* **Dataset extract**
..........

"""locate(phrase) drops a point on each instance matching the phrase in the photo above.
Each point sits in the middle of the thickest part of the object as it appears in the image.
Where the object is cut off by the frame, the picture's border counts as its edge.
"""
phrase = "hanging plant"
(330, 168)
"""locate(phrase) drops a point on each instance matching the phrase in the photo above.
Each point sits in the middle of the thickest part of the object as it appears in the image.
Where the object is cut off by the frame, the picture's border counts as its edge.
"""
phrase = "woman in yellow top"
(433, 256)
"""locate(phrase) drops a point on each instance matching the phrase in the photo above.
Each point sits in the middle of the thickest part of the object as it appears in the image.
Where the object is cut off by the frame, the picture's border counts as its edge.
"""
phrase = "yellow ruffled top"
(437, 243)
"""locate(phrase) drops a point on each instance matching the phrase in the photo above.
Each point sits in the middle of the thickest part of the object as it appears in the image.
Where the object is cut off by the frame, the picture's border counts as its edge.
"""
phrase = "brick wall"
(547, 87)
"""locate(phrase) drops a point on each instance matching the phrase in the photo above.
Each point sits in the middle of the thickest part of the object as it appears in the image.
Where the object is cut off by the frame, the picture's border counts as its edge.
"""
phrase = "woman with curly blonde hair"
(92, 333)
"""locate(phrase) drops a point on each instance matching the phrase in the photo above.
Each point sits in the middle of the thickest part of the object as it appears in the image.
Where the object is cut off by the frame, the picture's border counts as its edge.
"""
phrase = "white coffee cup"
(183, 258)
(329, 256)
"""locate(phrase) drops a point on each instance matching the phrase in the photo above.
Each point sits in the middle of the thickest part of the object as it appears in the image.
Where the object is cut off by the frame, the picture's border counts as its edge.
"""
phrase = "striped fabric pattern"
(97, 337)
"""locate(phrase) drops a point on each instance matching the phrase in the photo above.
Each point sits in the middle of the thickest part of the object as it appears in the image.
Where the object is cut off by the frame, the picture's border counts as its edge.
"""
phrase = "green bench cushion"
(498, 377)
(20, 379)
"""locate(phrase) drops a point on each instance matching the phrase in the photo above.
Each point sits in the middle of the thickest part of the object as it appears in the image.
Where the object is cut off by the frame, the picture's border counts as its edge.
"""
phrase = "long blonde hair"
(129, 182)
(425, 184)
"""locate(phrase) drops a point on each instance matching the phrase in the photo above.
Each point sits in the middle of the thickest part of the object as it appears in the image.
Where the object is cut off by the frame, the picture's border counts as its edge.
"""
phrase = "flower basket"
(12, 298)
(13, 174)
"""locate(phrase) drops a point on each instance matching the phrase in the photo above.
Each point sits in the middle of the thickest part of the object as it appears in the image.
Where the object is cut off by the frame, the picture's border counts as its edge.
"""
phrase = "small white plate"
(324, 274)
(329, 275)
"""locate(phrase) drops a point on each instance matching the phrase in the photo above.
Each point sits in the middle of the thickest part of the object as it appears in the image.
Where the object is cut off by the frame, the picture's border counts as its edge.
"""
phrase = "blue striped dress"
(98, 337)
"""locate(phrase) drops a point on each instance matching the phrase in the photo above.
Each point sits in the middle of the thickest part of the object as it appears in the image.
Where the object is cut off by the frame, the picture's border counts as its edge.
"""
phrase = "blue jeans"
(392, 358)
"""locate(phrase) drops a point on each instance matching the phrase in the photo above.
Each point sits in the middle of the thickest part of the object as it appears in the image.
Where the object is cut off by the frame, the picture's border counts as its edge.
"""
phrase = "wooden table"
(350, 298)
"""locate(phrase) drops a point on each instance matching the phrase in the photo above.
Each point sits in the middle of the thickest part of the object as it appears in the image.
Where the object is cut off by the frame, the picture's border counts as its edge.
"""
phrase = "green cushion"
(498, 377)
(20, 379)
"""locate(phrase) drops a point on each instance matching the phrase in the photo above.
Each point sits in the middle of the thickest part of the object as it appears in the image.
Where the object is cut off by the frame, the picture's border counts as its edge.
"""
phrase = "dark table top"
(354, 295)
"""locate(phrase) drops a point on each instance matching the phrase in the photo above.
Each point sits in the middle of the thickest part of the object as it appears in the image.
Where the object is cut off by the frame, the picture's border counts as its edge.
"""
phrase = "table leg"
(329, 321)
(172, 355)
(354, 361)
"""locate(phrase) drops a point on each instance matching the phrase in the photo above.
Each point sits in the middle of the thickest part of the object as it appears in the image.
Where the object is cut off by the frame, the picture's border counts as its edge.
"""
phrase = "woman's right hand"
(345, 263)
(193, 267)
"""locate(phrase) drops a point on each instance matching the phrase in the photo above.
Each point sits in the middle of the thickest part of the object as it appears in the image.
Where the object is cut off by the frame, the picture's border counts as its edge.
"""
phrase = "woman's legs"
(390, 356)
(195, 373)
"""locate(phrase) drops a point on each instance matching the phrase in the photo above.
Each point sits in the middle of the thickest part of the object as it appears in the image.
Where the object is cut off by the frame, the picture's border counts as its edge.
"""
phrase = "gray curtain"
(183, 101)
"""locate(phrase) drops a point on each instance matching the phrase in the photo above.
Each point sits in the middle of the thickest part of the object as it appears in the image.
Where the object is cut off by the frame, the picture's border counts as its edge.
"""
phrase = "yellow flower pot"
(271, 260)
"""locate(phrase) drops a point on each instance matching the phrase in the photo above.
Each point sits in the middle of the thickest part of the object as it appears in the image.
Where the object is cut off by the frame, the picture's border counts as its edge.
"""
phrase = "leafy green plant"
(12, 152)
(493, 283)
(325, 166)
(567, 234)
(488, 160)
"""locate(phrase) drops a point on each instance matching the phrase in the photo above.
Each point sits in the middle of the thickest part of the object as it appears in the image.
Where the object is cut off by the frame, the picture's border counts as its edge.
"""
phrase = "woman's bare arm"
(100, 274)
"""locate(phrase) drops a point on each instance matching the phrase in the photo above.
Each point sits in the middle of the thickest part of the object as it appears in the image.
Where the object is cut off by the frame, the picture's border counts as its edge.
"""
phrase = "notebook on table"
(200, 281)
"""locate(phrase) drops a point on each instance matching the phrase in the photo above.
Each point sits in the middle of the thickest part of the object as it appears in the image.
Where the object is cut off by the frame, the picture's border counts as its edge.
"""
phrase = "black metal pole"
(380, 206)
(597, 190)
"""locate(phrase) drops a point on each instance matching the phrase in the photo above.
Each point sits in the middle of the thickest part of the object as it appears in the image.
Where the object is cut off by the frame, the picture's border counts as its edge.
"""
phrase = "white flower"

..........

* **Work instruction**
Without any alteration, the preceding material should be retyped in full.

* **Task answer**
"""locate(phrase) drops a point on each instance matching the phrase in the photo above.
Each point sits in the middle of the thickest part of the object as it appears in the image.
Where the object is cut off by the frame, the picture's border counts as its edge.
"""
phrase = "hanging plant"
(330, 168)
"""locate(phrase) drops a point on each instance matching the phrase in the photo above.
Each point sits in the middle of the thickest part of the object as it appears in the image.
Where the object is cut off by the frame, the picture's border counts as its edge.
"""
phrase = "woman in yellow top"
(433, 256)
"""locate(phrase) drops a point on each instance matching the phrase in the photo above.
Each point sits in the middle of the thickest part of the object as it appears in the image.
Where the object is cut off by the frame, the picture's border counts as its edge.
"""
phrase = "yellow ruffled top"
(437, 243)
"""locate(phrase) drops a point on each instance matching the phrase in the photo above.
Each point sits in the middle of the thickest part of the object as it appears in the image.
Where the object is cut off by the frame, the picture's border counts as its edge.
"""
phrase = "brick wall"
(547, 87)
"""locate(phrase) drops a point on each instance matching the phrase in the photo above.
Each point sits in the middle of the thickest part of the object as it appears in the image.
Where the object is cut off by the frame, the picture's border counts as its edge.
"""
phrase = "woman with curly blonde hair"
(92, 333)
"""locate(phrase) drops a point on each instance matching the phrase in the photo above.
Each point sits in the middle of the thickest part of the object as it appears in the image.
Where the object is cut off by the frame, the picture's border counts as its edge.
"""
phrase = "white coffee cup"
(183, 258)
(329, 256)
"""locate(phrase) drops a point on each instance matching the phrase in the photo above.
Each point sits in the middle of the thickest part of the object as it appears in the image.
Where the object is cut off by the frame, the picture's border counts as its edge.
"""
phrase = "striped fabric pattern"
(97, 337)
"""locate(phrase) drops a point on each instance matching the phrase in the photo above.
Each point sits in the middle of the thickest part of the object as it appears in the image.
Where the object is cut off by the frame, the picture's border counts as its edge.
"""
phrase = "green bench cushion"
(498, 377)
(20, 379)
"""locate(phrase) drops a point on each instance matching the phrase in the photo above.
Each point sits in the middle of the thickest part of the object as it appears in the image.
Where the object is cut off by the frame, the picture's border counts as its edge.
"""
phrase = "long blonde hair"
(129, 182)
(425, 184)
"""locate(phrase) drops a point on each instance matching the phrase in the photo above.
Each point sits in the middle of the thickest part of the object as it appears in the image.
Where the object is cut off by the frame, the picture's border counts as its edge.
"""
phrase = "flower basket"
(12, 298)
(13, 174)
"""locate(phrase) drops a point on each instance matching the phrase in the photo above.
Each point sits in the middle of the thickest part of the object as it appears in the image.
Where the object is cut off by the frame, the picture's border counts as its edge.
"""
phrase = "small white plate"
(324, 274)
(329, 275)
"""locate(phrase) drops a point on each instance matching the phrase in the photo above.
Each point sits in the middle of the thickest part of the object as it appears in the image.
Where the object is cut off by the frame, the picture's border counts as its edge.
"""
phrase = "blue striped dress"
(98, 337)
"""locate(phrase) drops a point on each instance matching the phrase in the photo above.
Each point sits in the middle of the thickest part of the object as it appears in the image.
Where the object is cut off by the frame, the picture's border counts as its edge.
"""
phrase = "blue jeans"
(392, 358)
"""locate(phrase) drops a point on each instance matching the phrase in the photo above.
Each point sits in the middle of the thickest part of the object as it appears in the image.
Where the object is cut off by the frame, the picture's border counts as its edge.
"""
phrase = "wooden table"
(350, 298)
"""locate(phrase) drops a point on each instance matching the phrase in the photo above.
Each point sits in the middle of the thickest part of the object as it appears in the image.
Where the object is cut off by the frame, the picture's border counts as its edge.
"""
phrase = "green cushion"
(498, 377)
(20, 379)
"""locate(phrase) drops a point on each instance matching the phrase in the photo above.
Each point sits in the middle of the thickest part of the object as it appears in the image.
Where the object is cut off by the frame, the picture's border counts as its edge.
"""
phrase = "dark table top"
(354, 295)
"""locate(phrase) drops a point on each instance matching the phrase in the photo above.
Each point sits in the middle of the thickest part of the object as it appears in the image.
Where the object is cut off by the frame, the picture's border counts as its edge.
"""
phrase = "table leg"
(329, 321)
(172, 355)
(354, 361)
"""locate(phrase) drops a point on each instance matching the phrase in the photo above.
Each point sits in the middle of the thickest part of the object as it appears in the image.
Where the object is cut off by the frame, the picture's border counts as its edge.
"""
phrase = "woman's right hand"
(345, 263)
(193, 267)
"""locate(phrase) drops a point on each instance matching the phrase in the photo above.
Each point sits in the middle of the thickest part of the object as it appears in the image.
Where the object is cut off by the frame, the picture's border counts as its edge.
"""
phrase = "woman's legs"
(390, 356)
(195, 373)
"""locate(phrase) drops a point on each instance matching the phrase in the photo above.
Each point sits in the middle of the thickest part of the object as it appears in the image.
Where the object is cut off by the frame, the picture's border counts as its edge.
"""
phrase = "gray curtain"
(183, 101)
"""locate(phrase) drops a point on each instance matching the phrase in the photo above.
Each point sits in the middle of the thickest part of the object as it appears in the image.
Where the object is cut off by the frame, the picture's border counts as its edge.
"""
phrase = "yellow flower pot"
(271, 260)
"""locate(phrase) drops a point on each instance matching the phrase in the photo above.
Each point sits in the middle of the thickest part of the object as it appears in the image.
Where the object is cut off by the frame, the picture's border counts as its edge.
"""
phrase = "leafy green plant"
(12, 152)
(493, 283)
(325, 166)
(567, 234)
(488, 160)
"""locate(phrase) drops a point on each instance matching the phrase in the photo above.
Each point sits in the middle of the thickest part of the object as it appears in the image.
Where the object is cut off by the frame, the picture's border counts as its edge.
"""
phrase = "woman's bare arm"
(100, 274)
"""locate(phrase) drops a point on each instance matching the phrase in the photo above.
Each point sits in the middle of the thickest part of the object as it appears in the image.
Where the object is cut off by the frame, the picture's border counts as its edge.
"""
phrase = "notebook on table"
(200, 281)
"""locate(phrase) drops a point on each instance matching the phrase in the photo above.
Each point sits in the middle of the thickest part of the object as it appears in the image.
Where the object is cut off by the frame, the picture's border counts as its edge.
"""
phrase = "black metal pole"
(380, 206)
(597, 190)
"""locate(phrase) drops a point on each instance matching the phrase in the photo above.
Each point sits in the middle of the thickest part of the object as it appears in the image.
Where the object is cut off by the frame, the picture's border counts as its edge.
"""
phrase = "white flower"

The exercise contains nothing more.